→ The task
The lines from the start of the records through the one containing "Locate the train headlight;" are to be restated word for word; please include both ends.
START Available records
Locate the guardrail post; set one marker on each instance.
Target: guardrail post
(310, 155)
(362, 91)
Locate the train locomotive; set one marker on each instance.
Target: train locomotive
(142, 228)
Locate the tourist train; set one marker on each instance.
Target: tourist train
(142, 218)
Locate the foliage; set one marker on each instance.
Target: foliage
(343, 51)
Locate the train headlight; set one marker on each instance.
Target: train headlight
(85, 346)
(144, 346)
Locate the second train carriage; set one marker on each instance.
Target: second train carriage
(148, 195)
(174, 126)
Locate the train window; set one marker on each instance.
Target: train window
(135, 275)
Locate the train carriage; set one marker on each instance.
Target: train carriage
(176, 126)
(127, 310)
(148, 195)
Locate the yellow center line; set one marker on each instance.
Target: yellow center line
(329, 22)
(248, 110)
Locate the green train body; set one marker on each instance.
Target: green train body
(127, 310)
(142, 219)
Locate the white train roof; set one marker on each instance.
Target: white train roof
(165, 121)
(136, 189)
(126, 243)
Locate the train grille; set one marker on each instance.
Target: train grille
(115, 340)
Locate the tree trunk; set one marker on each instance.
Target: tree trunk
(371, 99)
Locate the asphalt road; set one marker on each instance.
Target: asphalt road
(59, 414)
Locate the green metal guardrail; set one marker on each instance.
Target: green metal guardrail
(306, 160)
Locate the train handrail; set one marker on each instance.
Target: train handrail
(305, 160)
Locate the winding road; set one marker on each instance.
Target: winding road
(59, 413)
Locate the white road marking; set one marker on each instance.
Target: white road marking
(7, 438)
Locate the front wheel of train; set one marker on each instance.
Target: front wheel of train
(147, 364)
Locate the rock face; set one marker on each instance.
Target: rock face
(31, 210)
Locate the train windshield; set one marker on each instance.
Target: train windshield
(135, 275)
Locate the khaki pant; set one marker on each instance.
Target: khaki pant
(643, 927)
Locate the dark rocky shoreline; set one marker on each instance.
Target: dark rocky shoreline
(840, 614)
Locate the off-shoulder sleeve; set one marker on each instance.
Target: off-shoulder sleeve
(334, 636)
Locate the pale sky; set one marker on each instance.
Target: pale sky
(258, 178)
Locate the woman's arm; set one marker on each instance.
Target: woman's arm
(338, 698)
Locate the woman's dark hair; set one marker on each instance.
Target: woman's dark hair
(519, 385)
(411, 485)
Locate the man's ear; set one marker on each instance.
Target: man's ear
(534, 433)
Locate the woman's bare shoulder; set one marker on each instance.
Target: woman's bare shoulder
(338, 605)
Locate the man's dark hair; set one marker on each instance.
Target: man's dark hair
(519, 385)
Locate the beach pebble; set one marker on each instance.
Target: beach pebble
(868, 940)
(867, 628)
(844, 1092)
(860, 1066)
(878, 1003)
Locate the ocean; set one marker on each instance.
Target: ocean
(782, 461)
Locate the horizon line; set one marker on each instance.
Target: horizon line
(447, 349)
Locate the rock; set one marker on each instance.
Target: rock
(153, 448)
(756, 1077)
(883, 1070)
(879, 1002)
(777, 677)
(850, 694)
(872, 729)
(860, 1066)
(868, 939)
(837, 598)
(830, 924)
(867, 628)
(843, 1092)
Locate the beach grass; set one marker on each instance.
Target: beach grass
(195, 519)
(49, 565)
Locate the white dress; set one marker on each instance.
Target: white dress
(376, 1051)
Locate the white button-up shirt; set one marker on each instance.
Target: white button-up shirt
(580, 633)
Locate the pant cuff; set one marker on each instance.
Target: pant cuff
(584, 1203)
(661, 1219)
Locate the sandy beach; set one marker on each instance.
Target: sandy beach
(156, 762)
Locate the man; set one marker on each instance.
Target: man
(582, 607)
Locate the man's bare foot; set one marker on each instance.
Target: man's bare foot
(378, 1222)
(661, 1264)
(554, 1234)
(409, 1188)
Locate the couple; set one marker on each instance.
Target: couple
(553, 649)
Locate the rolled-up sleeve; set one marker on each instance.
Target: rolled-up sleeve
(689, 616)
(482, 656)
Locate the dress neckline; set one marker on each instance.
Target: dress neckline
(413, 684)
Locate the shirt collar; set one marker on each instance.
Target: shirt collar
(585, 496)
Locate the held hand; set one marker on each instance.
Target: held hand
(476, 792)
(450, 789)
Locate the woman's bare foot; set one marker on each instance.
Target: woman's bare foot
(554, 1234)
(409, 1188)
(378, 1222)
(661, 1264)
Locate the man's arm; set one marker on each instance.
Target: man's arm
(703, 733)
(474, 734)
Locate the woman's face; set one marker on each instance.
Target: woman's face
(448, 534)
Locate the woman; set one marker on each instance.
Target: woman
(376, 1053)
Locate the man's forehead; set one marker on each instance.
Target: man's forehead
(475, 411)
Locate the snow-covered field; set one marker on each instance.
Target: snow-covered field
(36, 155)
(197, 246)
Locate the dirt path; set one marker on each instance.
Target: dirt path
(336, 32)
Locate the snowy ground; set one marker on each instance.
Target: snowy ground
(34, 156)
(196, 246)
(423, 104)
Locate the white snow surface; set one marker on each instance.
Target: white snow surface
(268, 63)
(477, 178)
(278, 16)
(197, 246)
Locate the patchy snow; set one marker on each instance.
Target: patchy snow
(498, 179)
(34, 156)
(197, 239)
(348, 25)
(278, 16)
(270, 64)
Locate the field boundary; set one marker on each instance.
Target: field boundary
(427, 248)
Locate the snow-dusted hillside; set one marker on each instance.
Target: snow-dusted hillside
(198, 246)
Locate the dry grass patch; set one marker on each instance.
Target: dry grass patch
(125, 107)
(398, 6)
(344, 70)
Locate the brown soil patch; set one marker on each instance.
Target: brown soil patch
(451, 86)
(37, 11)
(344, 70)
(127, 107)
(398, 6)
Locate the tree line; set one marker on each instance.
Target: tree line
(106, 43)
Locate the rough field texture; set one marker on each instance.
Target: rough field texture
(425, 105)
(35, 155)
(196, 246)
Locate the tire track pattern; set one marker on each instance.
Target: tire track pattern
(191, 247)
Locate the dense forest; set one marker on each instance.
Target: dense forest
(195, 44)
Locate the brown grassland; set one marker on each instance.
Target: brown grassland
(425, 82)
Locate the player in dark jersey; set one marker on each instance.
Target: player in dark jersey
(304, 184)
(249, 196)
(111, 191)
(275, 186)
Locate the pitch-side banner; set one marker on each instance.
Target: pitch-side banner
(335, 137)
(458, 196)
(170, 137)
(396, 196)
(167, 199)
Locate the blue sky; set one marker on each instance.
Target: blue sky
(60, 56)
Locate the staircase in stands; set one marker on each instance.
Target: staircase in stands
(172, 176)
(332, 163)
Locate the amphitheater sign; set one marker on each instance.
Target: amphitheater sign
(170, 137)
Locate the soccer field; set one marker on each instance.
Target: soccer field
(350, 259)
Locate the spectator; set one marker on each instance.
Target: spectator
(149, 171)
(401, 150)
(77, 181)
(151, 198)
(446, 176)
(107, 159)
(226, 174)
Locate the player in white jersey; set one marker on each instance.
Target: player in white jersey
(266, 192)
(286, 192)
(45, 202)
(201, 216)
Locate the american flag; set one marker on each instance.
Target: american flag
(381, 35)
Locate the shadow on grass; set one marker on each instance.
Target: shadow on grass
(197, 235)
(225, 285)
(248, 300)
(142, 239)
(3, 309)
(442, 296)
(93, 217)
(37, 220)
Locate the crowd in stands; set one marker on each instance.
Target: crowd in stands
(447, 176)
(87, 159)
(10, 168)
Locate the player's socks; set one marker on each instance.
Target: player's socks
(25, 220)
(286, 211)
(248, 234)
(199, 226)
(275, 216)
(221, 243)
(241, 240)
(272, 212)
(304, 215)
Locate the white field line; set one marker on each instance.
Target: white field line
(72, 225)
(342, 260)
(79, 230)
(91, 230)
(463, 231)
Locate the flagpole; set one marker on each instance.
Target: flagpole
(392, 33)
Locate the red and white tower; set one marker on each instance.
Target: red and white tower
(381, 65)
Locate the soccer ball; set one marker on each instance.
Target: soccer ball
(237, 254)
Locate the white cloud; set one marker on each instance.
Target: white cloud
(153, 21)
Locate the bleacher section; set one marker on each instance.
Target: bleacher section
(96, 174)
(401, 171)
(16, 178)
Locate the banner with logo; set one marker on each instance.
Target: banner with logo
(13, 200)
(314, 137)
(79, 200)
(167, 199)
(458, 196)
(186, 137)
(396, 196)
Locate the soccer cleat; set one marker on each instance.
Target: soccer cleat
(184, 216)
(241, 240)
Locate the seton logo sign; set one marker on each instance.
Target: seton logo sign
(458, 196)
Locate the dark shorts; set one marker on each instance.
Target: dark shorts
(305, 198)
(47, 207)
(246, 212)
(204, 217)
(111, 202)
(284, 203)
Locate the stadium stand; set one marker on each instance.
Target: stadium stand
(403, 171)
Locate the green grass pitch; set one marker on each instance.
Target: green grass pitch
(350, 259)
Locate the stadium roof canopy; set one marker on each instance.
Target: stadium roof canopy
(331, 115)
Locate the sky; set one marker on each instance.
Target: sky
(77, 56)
END Available records
→ Answer for the task
Locate the guardrail post; set one marker on each instance.
Target: guardrail post
(310, 155)
(362, 91)
Locate the train locomotive; set one marker on each instance.
Target: train locomotive
(142, 228)
Locate the tourist train; set one marker on each instance.
Target: tourist train
(142, 218)
Locate the foliage; set one marker on each instance.
Target: foliage
(343, 51)
Locate the train headlight; set one marker on each instance.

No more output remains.